— Begin Source material —

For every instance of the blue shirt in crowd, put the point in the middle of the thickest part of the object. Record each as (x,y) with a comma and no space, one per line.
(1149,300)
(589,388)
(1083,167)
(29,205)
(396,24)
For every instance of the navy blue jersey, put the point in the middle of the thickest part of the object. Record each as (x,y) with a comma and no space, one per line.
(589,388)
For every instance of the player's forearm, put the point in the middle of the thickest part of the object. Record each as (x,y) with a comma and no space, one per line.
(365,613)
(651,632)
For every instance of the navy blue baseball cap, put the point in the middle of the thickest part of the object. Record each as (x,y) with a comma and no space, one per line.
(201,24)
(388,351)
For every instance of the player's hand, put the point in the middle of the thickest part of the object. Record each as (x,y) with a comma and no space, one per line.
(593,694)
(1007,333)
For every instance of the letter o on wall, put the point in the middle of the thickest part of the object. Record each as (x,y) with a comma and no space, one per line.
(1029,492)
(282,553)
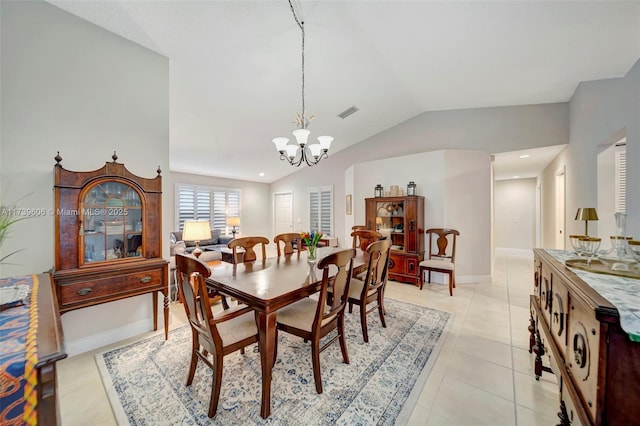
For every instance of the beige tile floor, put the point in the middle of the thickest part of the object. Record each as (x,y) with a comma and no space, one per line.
(483,375)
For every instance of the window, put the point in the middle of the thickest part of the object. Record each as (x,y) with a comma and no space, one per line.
(620,165)
(195,202)
(321,209)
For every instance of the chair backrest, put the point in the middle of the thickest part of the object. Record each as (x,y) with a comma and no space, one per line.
(248,243)
(343,261)
(191,273)
(378,266)
(442,243)
(288,238)
(362,238)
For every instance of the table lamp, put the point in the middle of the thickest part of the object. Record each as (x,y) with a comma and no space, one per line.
(586,214)
(233,221)
(195,230)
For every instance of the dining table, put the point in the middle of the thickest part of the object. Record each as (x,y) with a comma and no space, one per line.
(267,285)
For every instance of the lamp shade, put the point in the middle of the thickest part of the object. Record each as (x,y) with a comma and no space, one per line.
(586,213)
(195,230)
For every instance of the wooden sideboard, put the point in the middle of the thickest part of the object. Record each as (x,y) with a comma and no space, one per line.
(578,332)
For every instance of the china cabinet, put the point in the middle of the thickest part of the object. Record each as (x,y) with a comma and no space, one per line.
(108,237)
(401,219)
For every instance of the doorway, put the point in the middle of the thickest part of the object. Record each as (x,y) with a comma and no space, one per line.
(560,209)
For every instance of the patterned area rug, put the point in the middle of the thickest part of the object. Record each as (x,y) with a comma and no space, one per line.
(145,380)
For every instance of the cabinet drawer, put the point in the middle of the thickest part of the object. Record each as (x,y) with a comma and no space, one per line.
(397,264)
(583,349)
(109,287)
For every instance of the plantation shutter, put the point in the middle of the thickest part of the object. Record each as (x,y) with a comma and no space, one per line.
(193,203)
(621,177)
(225,203)
(206,203)
(321,209)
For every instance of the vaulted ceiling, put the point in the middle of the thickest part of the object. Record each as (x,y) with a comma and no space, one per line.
(235,72)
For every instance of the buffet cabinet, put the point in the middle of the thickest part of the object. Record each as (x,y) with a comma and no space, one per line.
(401,219)
(576,335)
(108,226)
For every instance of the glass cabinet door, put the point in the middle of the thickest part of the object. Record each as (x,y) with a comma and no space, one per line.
(111,222)
(390,222)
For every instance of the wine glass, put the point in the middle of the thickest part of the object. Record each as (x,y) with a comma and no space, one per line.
(590,247)
(575,243)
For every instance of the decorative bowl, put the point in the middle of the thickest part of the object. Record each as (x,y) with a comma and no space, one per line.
(634,249)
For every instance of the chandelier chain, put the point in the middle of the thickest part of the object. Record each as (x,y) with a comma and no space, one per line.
(302,153)
(301,25)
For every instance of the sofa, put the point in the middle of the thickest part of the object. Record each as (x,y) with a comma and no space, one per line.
(210,250)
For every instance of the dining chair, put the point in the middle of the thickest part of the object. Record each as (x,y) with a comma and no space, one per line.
(288,238)
(313,319)
(248,244)
(371,289)
(231,330)
(363,237)
(441,255)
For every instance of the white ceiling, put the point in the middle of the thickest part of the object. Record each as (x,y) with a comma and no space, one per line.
(235,65)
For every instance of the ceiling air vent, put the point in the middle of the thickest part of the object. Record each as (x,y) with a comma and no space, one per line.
(347,112)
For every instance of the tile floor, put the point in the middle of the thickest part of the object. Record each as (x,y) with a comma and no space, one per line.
(483,375)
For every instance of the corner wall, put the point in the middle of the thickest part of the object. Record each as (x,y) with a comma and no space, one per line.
(601,112)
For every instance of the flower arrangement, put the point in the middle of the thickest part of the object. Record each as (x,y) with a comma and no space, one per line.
(311,241)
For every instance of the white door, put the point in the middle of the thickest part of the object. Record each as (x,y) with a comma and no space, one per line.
(282,212)
(560,213)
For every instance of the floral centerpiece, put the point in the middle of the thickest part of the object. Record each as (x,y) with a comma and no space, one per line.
(311,241)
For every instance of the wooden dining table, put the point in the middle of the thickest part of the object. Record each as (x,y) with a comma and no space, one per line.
(266,286)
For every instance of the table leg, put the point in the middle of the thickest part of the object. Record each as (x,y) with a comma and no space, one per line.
(267,336)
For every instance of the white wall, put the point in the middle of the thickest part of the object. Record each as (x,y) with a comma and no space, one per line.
(602,112)
(455,184)
(515,213)
(255,201)
(70,86)
(490,130)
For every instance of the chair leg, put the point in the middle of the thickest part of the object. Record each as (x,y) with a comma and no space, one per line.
(315,360)
(363,322)
(215,386)
(381,310)
(342,340)
(194,360)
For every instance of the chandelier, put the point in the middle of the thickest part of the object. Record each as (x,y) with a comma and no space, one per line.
(309,153)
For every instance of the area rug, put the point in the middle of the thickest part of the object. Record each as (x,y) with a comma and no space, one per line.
(145,380)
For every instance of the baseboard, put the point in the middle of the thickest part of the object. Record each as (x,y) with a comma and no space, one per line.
(506,250)
(94,341)
(438,278)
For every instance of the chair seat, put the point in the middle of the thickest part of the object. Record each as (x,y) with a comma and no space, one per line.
(439,264)
(355,289)
(237,329)
(299,314)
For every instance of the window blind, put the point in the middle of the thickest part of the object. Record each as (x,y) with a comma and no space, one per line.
(195,202)
(321,209)
(621,177)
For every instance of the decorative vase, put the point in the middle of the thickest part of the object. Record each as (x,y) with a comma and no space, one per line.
(312,254)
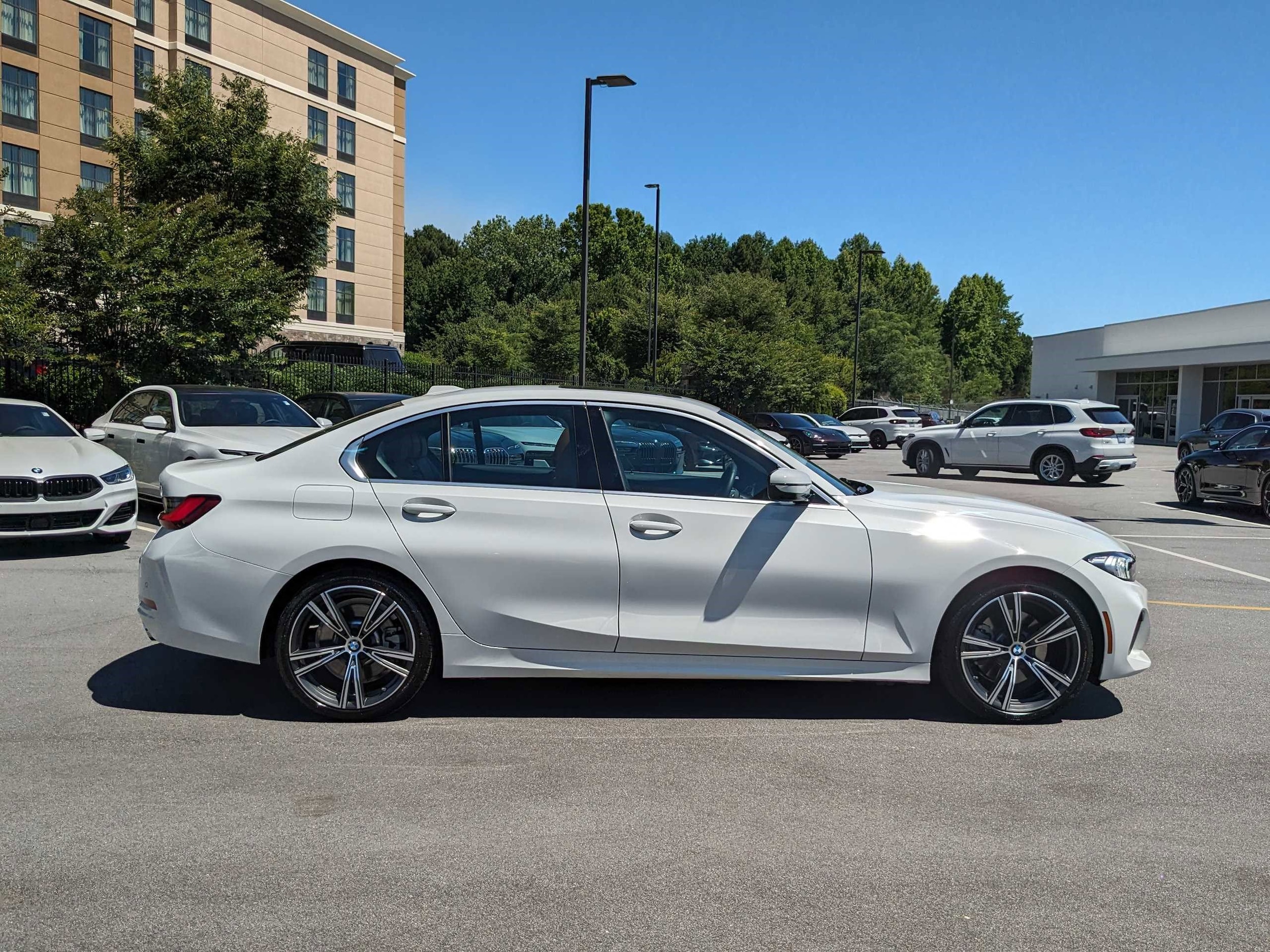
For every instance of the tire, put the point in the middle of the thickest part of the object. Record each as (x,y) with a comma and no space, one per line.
(1187,486)
(928,460)
(986,659)
(1055,468)
(387,674)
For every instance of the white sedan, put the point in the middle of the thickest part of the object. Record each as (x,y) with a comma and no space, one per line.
(374,552)
(56,483)
(156,425)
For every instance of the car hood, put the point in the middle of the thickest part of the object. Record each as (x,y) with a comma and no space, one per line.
(255,440)
(990,509)
(56,456)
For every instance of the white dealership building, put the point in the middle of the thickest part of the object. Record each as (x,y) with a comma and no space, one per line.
(1167,375)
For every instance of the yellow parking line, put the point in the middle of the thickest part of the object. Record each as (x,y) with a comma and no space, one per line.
(1194,605)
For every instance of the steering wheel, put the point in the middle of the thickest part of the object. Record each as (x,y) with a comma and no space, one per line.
(729,479)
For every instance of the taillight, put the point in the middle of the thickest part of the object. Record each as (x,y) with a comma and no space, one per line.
(187,511)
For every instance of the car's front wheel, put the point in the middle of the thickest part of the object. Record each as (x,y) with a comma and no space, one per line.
(1017,651)
(1185,486)
(354,645)
(1055,466)
(928,460)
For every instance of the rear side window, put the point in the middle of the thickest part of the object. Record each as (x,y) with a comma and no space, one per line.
(1105,415)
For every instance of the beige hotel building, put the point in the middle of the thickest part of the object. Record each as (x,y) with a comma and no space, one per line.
(72,68)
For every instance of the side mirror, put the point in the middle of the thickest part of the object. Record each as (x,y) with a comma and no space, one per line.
(789,485)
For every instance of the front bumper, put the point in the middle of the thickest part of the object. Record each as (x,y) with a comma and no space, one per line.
(105,512)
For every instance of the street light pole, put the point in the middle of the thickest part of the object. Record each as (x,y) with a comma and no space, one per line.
(586,214)
(657,272)
(860,272)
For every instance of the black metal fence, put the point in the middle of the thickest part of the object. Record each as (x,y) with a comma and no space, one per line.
(83,390)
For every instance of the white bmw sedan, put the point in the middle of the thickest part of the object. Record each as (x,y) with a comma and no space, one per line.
(56,483)
(156,425)
(402,542)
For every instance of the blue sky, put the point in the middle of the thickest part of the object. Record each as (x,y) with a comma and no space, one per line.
(1106,160)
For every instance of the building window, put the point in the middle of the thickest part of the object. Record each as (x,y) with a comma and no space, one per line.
(143,72)
(24,233)
(18,24)
(344,299)
(318,130)
(346,255)
(18,94)
(98,178)
(94,117)
(346,140)
(348,85)
(21,176)
(316,299)
(346,193)
(94,46)
(199,23)
(318,74)
(205,73)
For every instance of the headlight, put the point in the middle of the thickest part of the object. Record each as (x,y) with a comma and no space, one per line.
(1119,564)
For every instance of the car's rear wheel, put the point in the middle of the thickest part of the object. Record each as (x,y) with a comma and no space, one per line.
(1055,466)
(1017,651)
(354,645)
(1185,486)
(928,460)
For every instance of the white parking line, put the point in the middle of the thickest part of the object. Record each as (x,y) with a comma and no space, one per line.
(1212,565)
(1245,523)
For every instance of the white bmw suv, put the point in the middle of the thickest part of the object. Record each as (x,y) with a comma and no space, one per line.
(1056,440)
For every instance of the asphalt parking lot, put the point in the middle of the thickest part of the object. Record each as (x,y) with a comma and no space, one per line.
(159,800)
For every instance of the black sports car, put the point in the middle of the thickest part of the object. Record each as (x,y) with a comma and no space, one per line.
(1235,471)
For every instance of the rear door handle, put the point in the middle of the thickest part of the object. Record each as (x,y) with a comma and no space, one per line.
(428,507)
(656,524)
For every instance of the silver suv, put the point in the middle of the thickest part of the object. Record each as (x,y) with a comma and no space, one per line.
(1053,438)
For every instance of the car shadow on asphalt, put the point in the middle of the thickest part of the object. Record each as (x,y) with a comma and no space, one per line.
(169,681)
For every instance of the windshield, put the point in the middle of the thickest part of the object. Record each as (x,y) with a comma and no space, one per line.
(860,488)
(22,420)
(1105,414)
(240,408)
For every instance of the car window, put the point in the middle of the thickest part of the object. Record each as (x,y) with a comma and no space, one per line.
(659,452)
(1030,415)
(532,446)
(410,451)
(1248,440)
(989,417)
(162,407)
(23,420)
(134,409)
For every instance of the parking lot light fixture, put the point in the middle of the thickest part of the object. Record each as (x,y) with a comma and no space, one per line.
(613,82)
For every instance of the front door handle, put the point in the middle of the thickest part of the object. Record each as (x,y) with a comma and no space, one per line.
(659,524)
(428,507)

— End Source material —

* _Task goal_
Take the line that contains "For every instance of the silver" and every line after it through the end of the listing above, and repeat them exactly.

* _Result of this task_
For every instance of the silver suv, put the point in the middle of the thickest part of the object. Record each as (x,y) with a comma and no space, one per line.
(1053,438)
For every instance of the car shadow on asphalt, put the point in the middle of the thickest part of the object. Record each as (x,y) with a comma and no space, one per line.
(169,681)
For every instance of the windshield, put the point in the middle of the thickest part of the object. Record each as (x,y) with a comma and no space, one per line.
(860,488)
(22,420)
(1105,414)
(240,408)
For every instance of the car window, put the point in the middle of the thickest part of the object. Record each as (x,y) with a comma and no space, one per line.
(659,452)
(1030,415)
(532,446)
(410,451)
(1248,440)
(989,417)
(162,407)
(23,420)
(134,409)
For every instance of the parking lot light fixture, put the point in the middle of the thickest part of the object. Record each as (x,y) with a comma and no space, one per line.
(613,82)
For every instance of the front door handle, put the point in the middle of the thickest part of the object. Record each as (x,y) with a comma and no space, one per line.
(659,524)
(428,507)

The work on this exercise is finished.